### PROVIDED INFORMATION
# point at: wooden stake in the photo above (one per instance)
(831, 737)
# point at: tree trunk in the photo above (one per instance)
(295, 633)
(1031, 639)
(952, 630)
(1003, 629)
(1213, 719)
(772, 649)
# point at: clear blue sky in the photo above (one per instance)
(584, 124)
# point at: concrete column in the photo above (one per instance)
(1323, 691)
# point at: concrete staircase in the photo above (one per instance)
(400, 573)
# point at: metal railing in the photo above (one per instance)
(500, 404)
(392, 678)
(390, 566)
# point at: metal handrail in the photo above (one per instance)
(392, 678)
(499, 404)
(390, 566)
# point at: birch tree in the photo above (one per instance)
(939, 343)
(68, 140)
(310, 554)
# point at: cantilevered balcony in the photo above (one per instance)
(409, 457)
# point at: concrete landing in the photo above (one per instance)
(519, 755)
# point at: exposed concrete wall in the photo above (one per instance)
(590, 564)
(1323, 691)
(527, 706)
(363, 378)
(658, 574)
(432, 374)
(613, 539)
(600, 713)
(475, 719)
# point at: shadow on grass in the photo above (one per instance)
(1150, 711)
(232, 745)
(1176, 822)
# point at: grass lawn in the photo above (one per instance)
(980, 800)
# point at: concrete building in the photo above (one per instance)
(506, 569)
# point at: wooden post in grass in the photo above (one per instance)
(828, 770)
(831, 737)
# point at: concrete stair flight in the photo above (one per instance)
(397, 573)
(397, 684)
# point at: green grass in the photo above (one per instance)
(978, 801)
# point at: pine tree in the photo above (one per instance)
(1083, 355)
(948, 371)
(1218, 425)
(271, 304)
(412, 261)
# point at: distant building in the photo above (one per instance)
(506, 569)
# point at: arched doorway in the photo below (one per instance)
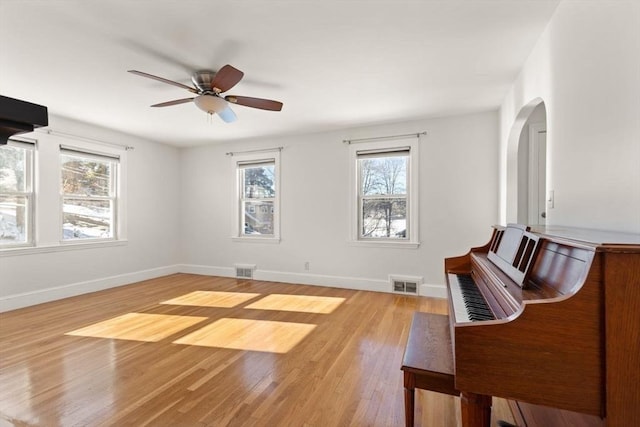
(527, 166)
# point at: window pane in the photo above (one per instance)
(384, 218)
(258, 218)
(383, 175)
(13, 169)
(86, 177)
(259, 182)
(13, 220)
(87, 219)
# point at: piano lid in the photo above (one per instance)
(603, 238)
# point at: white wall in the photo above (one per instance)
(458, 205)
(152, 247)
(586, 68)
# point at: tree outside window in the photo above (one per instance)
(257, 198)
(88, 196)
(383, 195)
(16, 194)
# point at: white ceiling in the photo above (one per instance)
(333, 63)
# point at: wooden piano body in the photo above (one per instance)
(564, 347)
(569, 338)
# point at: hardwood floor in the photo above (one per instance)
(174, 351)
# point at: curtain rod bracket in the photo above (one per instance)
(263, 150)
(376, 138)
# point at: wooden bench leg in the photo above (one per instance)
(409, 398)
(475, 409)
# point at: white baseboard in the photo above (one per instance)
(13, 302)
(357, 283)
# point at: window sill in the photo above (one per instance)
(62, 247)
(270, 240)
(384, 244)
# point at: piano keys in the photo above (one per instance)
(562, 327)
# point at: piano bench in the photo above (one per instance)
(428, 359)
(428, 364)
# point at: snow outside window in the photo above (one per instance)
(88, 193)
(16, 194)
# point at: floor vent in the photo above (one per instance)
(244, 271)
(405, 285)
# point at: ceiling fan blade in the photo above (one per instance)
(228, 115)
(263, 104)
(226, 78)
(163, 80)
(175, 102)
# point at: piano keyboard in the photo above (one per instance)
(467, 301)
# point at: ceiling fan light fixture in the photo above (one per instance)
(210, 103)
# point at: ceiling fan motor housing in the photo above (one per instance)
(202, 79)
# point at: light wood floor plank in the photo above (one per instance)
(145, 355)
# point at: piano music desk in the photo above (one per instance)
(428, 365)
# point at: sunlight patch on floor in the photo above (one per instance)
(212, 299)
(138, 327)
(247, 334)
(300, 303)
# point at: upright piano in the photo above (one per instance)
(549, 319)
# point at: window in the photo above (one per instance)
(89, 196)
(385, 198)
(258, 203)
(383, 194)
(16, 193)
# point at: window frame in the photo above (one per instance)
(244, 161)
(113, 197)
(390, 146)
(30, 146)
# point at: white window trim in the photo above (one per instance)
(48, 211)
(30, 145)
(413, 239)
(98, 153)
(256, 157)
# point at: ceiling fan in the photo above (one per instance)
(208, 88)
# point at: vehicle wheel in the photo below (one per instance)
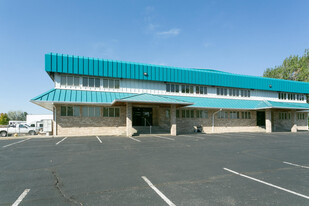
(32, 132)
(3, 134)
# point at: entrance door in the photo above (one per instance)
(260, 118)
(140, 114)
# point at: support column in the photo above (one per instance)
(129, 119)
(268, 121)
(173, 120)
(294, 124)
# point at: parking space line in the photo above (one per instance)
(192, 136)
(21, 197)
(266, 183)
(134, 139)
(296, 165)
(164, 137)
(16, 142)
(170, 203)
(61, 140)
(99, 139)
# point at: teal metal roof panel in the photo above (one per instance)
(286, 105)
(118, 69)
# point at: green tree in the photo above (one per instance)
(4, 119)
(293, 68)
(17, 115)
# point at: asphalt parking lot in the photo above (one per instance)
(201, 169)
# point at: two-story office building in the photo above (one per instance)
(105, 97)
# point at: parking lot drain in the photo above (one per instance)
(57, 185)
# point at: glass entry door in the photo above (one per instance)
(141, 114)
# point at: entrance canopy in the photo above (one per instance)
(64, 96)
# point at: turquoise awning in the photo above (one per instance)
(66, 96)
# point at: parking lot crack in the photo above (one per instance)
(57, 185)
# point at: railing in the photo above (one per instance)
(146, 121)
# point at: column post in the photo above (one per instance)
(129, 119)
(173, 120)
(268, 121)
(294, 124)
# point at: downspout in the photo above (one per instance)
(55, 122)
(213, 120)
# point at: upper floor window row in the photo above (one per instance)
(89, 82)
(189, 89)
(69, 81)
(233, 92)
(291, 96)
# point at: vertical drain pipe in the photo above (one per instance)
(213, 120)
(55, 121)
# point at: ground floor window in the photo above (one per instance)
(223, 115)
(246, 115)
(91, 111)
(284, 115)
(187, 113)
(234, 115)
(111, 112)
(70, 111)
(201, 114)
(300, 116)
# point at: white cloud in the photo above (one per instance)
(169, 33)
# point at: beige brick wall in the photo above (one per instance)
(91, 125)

### WORK ITEM
Omit the pictures and reproduce the records above exactly.

### TASK ANSWER
# point at: wooden stake in the photo above (one per instance)
(831, 737)
# point at: tree trunk in the photo above (one per instance)
(295, 633)
(1031, 639)
(952, 630)
(1003, 629)
(1213, 719)
(772, 649)
# point at: clear blue sky in the photo above (one per instance)
(584, 124)
# point at: concrete column in the photo above (one per instance)
(1323, 691)
# point at: concrete staircase in the photo above (one per instance)
(400, 573)
# point at: metal railing in the photo above (one per instance)
(500, 404)
(392, 678)
(390, 566)
# point at: metal handrail in the photo above (one per instance)
(392, 678)
(499, 404)
(390, 566)
# point at: birch tree in the photo above (one per instance)
(939, 343)
(68, 140)
(310, 554)
# point at: cantilevered balcony in the photo above (one per instance)
(409, 457)
# point at: concrete landing in the photo above (one per instance)
(519, 755)
# point at: exposed concrete wall in the photo above (one per instance)
(590, 564)
(1323, 691)
(527, 706)
(363, 378)
(658, 574)
(432, 374)
(613, 539)
(600, 713)
(475, 719)
# point at: shadow on grass in the photo above (one per instance)
(1150, 711)
(232, 745)
(1176, 822)
# point at: grass lawn in the photo above (one per instance)
(980, 800)
# point at: concrete building in the photo above (one per instance)
(506, 569)
# point at: wooden post in grass in the photo above (one per instance)
(828, 770)
(831, 737)
# point at: concrete stair flight in the photo above (one per instance)
(397, 573)
(397, 684)
# point at: green grass in the photo above (one per instance)
(978, 801)
# point at: pine tree in the photo above (one per instance)
(1083, 355)
(948, 371)
(1218, 425)
(271, 304)
(412, 261)
# point at: distant building in the photo above (one per instance)
(506, 569)
# point at: arched doorway in the photo below (one per instance)
(527, 166)
# point at: window pane in the photo above (one per instance)
(384, 218)
(258, 218)
(383, 175)
(13, 169)
(86, 177)
(259, 182)
(13, 220)
(87, 219)
# point at: piano lid in the photo above (one per instance)
(603, 238)
# point at: white wall in the photo above (one per instance)
(458, 205)
(152, 247)
(586, 68)
# point at: tree outside window in the photo above (one per instance)
(257, 198)
(88, 196)
(383, 195)
(16, 194)
# point at: white ceiling in the photo above (one per instance)
(333, 63)
# point at: wooden piano body in the photo above (one per instance)
(564, 347)
(569, 338)
# point at: hardwood floor in the photo above (one per instance)
(174, 351)
# point at: curtain rod bracket in the photo above (one per instance)
(263, 150)
(376, 138)
# point at: wooden bench leg in the photo above (one per instance)
(409, 398)
(475, 409)
# point at: white baseboard in the photo above (one per instance)
(13, 302)
(357, 283)
# point at: window sill in the photo above (one per instance)
(62, 247)
(270, 240)
(384, 244)
# point at: piano keys in the photo above (one per instance)
(562, 327)
# point at: piano bench in the photo above (one per instance)
(428, 359)
(428, 364)
# point at: snow outside window in the photo above (one per instance)
(88, 193)
(16, 194)
# point at: floor vent in the photo above (one per instance)
(244, 271)
(405, 285)
# point at: ceiling fan blade in the photo above (one per instance)
(228, 115)
(263, 104)
(226, 78)
(163, 80)
(175, 102)
# point at: piano keyboard in the photo above (one per instance)
(467, 301)
# point at: ceiling fan light fixture in the photo above (one per instance)
(210, 103)
# point at: ceiling fan motor housing in the photo above (one per instance)
(202, 79)
# point at: light wood floor plank in the photo above (one per instance)
(145, 355)
# point at: piano music desk in the photo above (one per instance)
(428, 365)
# point at: sunlight patch on floor in the photo above (one per instance)
(212, 299)
(138, 327)
(247, 334)
(300, 303)
# point at: upright piano in the photo above (one per instance)
(549, 319)
# point at: window in the photo above (one per instance)
(89, 196)
(385, 198)
(258, 203)
(383, 194)
(16, 193)
# point at: window frame in the photo above (one per instance)
(244, 161)
(113, 197)
(390, 146)
(30, 146)
# point at: white window trim in the photo above (one per instance)
(48, 211)
(30, 145)
(413, 239)
(98, 153)
(256, 157)
# point at: ceiling fan in the photo above (one per instance)
(208, 88)
# point at: vehicle wheel in the photo below (one per instance)
(32, 132)
(3, 134)
# point at: entrance door in the photo above (one per instance)
(260, 118)
(140, 114)
# point at: support column in the photo above (one per instance)
(129, 119)
(268, 121)
(173, 120)
(294, 124)
# point at: parking space line in the photo above (one per instance)
(192, 136)
(21, 197)
(266, 183)
(134, 139)
(296, 165)
(164, 137)
(16, 142)
(170, 203)
(61, 140)
(99, 139)
# point at: teal metal roof panel in the photo above (one per instance)
(286, 105)
(118, 69)
# point at: green tree in the photo above (one per instance)
(4, 119)
(293, 68)
(17, 115)
# point at: asphalt parking lot in the photo above (one per instance)
(201, 169)
# point at: two-story office building in the photo above (one per instance)
(105, 97)
# point at: parking lot drain in the photo above (one per instance)
(57, 185)
# point at: glass entry door in the photo above (one per instance)
(141, 114)
# point at: entrance canopy in the photo above (one per instance)
(64, 96)
# point at: turquoise awning in the photo above (one per instance)
(66, 96)
# point at: parking lot crack in the photo above (one per instance)
(57, 185)
# point at: railing in the photo above (one per instance)
(146, 121)
# point at: column post in the photo above (one per instance)
(129, 119)
(173, 120)
(268, 121)
(294, 124)
# point at: downspout in the photo above (one per instance)
(55, 122)
(213, 120)
# point at: upper floor window row in the photo above (one per instance)
(89, 82)
(189, 89)
(69, 81)
(233, 92)
(291, 96)
# point at: vertical drain pipe in the photo above (one per instance)
(213, 120)
(55, 121)
# point at: ground floor window in the photo above (one per instance)
(223, 115)
(246, 115)
(91, 111)
(284, 115)
(187, 113)
(234, 115)
(111, 112)
(70, 111)
(201, 114)
(300, 116)
# point at: white cloud in the photo above (one per instance)
(169, 33)
# point at: beige brick wall in the photo above (one per instance)
(91, 125)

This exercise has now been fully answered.